> **SELECTED PASSAGE**:
____

To Abraham, Jacob, and Joseph, who were sojourners, burial was a theological statement—a physical claim on God’s promise. For the patriarchs, the preeminent issue was not as much about how the body was laid to rest but more about where the body was laid to rest: in the land of promise.
The Cultural Significance: Honor in Burial
Burial’s cultural significance pervades the rest of the Old Testament. To be given a proper burial was an honor; to be denied it was a curse.
Jeremiah pronounces judgment on King Jehoiakim:
“He will have the burial of a donkey.” — Jeremiah 22:19
Even executed criminals were to be buried the same day, lest the land be defiled (Deuteronomy 21:23).
This urgency carried into the New Testament. Jesus’ followers hurried to bury Him before sundown (John 19:31–42), echoing the Old Testament conviction that the body, even in death, should be treated with dignity.
The Exceptions: Fire as Judgment
The few Scriptural exceptions confirm the general pattern.

____

> **WHAT IS BEING ASKED**: Reproduce the passage about burial in Scripture word for word, from start to end. Rely only on the passage about burial in Scripture.

____

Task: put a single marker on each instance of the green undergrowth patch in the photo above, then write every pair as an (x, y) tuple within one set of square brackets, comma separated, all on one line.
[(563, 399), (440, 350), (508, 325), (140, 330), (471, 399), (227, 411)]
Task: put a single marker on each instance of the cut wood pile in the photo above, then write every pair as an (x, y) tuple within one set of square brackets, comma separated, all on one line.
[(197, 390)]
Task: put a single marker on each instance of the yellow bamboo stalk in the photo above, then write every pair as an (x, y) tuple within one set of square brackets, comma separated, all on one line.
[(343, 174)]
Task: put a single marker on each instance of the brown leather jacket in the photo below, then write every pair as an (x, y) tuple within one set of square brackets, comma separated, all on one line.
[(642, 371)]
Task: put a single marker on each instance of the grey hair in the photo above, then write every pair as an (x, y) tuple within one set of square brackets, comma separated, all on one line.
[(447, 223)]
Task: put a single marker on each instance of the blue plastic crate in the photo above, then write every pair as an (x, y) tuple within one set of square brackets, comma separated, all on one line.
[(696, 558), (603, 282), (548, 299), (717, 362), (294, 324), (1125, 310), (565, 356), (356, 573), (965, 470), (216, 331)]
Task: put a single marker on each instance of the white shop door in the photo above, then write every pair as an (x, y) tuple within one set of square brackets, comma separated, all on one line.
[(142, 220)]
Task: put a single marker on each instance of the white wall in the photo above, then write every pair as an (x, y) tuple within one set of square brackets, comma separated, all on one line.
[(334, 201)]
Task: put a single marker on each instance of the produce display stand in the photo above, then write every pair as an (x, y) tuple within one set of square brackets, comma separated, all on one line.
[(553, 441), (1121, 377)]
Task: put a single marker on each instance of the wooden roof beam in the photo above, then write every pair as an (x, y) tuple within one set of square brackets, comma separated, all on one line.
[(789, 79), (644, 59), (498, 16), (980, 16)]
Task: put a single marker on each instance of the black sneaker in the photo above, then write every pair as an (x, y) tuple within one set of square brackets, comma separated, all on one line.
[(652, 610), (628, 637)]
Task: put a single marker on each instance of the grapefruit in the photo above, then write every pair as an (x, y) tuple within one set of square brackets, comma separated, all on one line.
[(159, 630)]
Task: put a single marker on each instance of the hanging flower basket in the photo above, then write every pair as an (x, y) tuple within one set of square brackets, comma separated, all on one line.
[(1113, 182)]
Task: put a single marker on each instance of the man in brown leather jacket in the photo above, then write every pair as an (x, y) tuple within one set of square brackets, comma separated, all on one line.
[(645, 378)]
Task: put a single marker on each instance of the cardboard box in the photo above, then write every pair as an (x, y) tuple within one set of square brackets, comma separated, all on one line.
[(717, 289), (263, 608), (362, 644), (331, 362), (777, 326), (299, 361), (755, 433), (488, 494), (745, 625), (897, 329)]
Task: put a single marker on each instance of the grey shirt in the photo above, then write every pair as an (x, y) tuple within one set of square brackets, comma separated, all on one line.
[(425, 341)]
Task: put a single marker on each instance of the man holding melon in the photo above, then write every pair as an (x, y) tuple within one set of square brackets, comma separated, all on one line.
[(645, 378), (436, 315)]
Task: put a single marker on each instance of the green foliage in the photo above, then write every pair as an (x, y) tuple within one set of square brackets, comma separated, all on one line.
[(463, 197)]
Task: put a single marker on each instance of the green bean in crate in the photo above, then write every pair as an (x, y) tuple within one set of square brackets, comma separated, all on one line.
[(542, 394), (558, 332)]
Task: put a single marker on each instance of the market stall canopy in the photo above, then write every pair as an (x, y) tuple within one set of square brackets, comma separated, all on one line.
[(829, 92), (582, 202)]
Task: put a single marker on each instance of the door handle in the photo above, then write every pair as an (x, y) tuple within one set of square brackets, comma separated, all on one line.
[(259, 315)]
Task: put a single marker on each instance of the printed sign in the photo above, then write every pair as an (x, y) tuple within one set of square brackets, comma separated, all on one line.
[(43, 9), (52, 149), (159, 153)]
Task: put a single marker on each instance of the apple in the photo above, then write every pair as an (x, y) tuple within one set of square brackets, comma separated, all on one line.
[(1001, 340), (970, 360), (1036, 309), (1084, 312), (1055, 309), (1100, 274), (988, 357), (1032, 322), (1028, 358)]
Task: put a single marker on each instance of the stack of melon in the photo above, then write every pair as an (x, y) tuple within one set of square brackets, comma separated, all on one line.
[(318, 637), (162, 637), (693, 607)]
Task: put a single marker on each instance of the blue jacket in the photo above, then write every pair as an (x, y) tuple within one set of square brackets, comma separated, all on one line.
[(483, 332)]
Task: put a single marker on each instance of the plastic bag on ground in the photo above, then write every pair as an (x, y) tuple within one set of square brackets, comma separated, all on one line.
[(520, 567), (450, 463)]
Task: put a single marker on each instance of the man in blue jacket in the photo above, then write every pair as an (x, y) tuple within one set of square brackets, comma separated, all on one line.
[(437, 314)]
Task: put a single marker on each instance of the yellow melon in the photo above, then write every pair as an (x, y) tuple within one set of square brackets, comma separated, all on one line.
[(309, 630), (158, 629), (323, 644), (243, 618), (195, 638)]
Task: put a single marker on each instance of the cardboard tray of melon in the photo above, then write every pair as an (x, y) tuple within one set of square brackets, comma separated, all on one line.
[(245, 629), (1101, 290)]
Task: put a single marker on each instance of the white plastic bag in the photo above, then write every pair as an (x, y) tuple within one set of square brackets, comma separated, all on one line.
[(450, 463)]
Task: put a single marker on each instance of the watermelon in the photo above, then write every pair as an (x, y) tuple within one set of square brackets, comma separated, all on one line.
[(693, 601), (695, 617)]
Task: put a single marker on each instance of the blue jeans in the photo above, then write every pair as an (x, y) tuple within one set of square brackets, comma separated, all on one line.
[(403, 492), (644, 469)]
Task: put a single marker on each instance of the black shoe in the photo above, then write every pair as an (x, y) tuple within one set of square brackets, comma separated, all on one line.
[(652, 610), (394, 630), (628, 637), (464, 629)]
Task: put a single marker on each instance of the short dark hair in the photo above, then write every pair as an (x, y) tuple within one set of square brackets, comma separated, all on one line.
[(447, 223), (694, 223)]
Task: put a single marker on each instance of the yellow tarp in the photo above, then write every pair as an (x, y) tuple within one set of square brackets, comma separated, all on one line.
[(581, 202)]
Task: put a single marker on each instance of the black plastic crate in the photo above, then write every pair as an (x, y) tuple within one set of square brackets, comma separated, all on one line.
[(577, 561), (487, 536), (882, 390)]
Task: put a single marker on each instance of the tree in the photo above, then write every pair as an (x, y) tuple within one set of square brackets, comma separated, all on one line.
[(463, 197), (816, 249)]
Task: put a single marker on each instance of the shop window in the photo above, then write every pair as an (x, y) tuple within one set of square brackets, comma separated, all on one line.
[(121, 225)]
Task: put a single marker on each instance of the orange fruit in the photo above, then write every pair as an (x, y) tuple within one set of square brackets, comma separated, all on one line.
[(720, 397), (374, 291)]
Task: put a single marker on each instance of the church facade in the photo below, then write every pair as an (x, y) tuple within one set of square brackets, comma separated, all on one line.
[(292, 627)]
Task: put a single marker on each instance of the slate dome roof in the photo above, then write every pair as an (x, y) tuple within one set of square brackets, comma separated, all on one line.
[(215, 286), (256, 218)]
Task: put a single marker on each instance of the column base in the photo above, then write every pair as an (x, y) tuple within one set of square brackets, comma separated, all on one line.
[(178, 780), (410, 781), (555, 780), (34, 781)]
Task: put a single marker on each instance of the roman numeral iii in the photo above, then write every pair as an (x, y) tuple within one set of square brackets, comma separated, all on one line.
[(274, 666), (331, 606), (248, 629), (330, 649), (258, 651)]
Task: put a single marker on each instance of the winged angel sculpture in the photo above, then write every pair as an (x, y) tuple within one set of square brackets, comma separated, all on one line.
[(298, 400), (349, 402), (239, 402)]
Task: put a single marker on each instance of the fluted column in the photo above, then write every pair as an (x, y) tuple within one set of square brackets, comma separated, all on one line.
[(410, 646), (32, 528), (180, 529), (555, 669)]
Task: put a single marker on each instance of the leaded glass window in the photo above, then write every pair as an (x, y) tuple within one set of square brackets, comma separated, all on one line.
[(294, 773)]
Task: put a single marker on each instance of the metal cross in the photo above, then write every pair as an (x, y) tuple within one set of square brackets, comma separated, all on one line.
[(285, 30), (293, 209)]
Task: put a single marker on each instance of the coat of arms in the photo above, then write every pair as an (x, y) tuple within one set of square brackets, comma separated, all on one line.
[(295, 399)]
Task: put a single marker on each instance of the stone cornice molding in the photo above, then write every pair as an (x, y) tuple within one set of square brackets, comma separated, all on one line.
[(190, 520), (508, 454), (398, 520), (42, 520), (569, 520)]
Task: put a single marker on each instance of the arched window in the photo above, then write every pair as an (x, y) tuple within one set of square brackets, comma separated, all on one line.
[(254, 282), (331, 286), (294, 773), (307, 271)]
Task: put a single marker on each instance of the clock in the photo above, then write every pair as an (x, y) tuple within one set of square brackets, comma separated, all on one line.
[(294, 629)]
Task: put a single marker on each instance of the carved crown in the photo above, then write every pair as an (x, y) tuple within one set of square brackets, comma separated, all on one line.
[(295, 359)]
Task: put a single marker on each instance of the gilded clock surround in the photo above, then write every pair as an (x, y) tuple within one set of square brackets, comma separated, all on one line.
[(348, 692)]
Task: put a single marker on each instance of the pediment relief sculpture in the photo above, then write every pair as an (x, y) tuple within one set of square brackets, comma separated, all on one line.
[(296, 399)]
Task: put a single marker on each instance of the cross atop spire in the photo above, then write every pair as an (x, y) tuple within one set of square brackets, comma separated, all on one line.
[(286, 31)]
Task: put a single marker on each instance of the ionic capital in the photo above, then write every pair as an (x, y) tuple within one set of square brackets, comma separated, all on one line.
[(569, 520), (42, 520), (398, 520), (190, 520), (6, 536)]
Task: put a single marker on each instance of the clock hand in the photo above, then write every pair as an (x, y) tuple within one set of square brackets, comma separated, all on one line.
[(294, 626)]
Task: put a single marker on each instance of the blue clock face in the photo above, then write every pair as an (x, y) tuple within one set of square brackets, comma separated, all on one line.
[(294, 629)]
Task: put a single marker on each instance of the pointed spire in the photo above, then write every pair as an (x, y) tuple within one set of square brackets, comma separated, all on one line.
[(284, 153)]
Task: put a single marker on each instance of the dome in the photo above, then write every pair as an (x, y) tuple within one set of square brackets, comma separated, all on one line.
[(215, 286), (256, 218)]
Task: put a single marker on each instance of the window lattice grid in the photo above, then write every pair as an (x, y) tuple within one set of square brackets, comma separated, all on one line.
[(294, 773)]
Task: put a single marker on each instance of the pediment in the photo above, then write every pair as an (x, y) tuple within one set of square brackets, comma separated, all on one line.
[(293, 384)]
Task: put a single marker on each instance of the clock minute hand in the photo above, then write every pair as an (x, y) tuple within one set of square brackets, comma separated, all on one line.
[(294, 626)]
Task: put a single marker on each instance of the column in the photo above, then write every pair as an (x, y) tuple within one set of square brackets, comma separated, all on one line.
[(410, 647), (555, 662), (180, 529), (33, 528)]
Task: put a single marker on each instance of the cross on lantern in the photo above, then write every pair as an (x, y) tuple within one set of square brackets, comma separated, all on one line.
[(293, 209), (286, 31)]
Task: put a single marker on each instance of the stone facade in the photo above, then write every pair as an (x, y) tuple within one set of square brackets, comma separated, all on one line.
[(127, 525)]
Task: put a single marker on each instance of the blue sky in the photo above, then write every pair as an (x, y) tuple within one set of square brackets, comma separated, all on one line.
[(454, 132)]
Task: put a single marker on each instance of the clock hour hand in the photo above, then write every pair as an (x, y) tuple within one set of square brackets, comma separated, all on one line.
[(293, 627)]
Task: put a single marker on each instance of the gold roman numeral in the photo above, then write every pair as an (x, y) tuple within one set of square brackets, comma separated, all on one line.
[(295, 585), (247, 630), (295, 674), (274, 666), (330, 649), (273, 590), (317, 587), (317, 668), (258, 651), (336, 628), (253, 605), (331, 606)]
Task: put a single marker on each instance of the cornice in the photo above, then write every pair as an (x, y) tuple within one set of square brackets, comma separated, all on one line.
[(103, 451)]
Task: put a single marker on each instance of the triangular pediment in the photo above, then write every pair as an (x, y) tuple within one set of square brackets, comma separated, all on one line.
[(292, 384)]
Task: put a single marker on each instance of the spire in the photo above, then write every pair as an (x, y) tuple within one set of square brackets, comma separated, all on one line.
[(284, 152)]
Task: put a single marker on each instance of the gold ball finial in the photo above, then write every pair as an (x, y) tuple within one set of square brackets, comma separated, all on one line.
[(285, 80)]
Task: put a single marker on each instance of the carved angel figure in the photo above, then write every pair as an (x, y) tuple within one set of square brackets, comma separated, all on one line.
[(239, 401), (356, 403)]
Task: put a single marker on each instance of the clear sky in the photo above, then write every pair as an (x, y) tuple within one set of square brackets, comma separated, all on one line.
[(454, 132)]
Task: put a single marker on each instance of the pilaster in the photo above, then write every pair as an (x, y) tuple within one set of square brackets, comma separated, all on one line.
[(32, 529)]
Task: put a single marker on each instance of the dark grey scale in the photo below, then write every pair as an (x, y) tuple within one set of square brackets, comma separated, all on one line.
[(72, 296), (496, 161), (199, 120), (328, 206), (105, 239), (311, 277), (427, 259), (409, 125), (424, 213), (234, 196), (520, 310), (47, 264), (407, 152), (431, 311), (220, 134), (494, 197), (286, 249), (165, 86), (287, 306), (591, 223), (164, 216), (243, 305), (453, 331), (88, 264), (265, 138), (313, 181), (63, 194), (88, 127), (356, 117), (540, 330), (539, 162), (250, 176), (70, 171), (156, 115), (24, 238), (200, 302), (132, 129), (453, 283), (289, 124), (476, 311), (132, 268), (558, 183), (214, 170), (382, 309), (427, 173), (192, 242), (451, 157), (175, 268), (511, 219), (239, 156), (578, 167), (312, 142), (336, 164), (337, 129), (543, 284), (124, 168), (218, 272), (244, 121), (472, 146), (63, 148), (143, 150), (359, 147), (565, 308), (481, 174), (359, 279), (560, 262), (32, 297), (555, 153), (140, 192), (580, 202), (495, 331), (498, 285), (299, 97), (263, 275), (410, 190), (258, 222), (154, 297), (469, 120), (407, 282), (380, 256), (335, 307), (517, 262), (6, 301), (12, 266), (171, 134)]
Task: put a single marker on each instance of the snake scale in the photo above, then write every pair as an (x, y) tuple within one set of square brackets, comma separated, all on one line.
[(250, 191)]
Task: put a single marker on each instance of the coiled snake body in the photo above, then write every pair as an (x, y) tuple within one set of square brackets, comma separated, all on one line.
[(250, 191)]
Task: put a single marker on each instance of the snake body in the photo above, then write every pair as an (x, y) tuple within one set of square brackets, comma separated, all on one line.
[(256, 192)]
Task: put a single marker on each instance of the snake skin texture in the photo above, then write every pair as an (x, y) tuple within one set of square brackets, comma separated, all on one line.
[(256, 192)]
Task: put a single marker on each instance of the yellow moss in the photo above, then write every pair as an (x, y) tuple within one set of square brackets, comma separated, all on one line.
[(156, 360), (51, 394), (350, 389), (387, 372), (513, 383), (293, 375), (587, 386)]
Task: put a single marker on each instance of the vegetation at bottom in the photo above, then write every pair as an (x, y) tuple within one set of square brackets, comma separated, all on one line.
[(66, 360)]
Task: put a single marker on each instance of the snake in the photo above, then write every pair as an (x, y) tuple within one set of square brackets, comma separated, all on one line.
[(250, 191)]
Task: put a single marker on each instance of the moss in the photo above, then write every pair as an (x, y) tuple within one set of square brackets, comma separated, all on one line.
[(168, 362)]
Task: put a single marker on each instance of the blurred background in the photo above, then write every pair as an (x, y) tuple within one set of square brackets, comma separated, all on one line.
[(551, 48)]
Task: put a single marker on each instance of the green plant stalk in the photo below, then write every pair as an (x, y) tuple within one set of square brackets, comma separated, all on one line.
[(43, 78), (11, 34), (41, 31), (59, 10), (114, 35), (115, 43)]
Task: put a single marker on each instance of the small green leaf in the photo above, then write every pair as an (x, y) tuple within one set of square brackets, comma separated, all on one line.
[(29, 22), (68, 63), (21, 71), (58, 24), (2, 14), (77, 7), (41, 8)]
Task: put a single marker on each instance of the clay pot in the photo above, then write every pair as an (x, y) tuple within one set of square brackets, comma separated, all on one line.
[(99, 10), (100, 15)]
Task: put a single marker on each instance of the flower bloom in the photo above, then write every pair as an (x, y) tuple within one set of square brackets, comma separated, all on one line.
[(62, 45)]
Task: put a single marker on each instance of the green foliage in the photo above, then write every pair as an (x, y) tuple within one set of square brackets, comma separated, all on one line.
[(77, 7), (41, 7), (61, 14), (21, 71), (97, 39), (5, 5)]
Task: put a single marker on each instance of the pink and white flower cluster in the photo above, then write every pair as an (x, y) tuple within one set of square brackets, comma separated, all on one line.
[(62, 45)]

____

> **THE SOLUTION**:
To Abraham, Jacob, and Joseph, who were sojourners, burial was a theological statement—a physical claim on God’s promise. For the patriarchs, the preeminent issue was not as much about how the body was laid to rest but more about where the body was laid to rest: in the land of promise.
The Cultural Significance: Honor in Burial
Burial’s cultural significance pervades the rest of the Old Testament. To be given a proper burial was an honor; to be denied it was a curse.
Jeremiah pronounces judgment on King Jehoiakim:
“He will have the burial of a donkey.” — Jeremiah 22:19
Even executed criminals were to be buried the same day, lest the land be defiled (Deuteronomy 21:23).
This urgency carried into the New Testament. Jesus’ followers hurried to bury Him before sundown (John 19:31–42), echoing the Old Testament conviction that the body, even in death, should be treated with dignity.
The Exceptions: Fire as Judgment
The few Scriptural exceptions confirm the general pattern.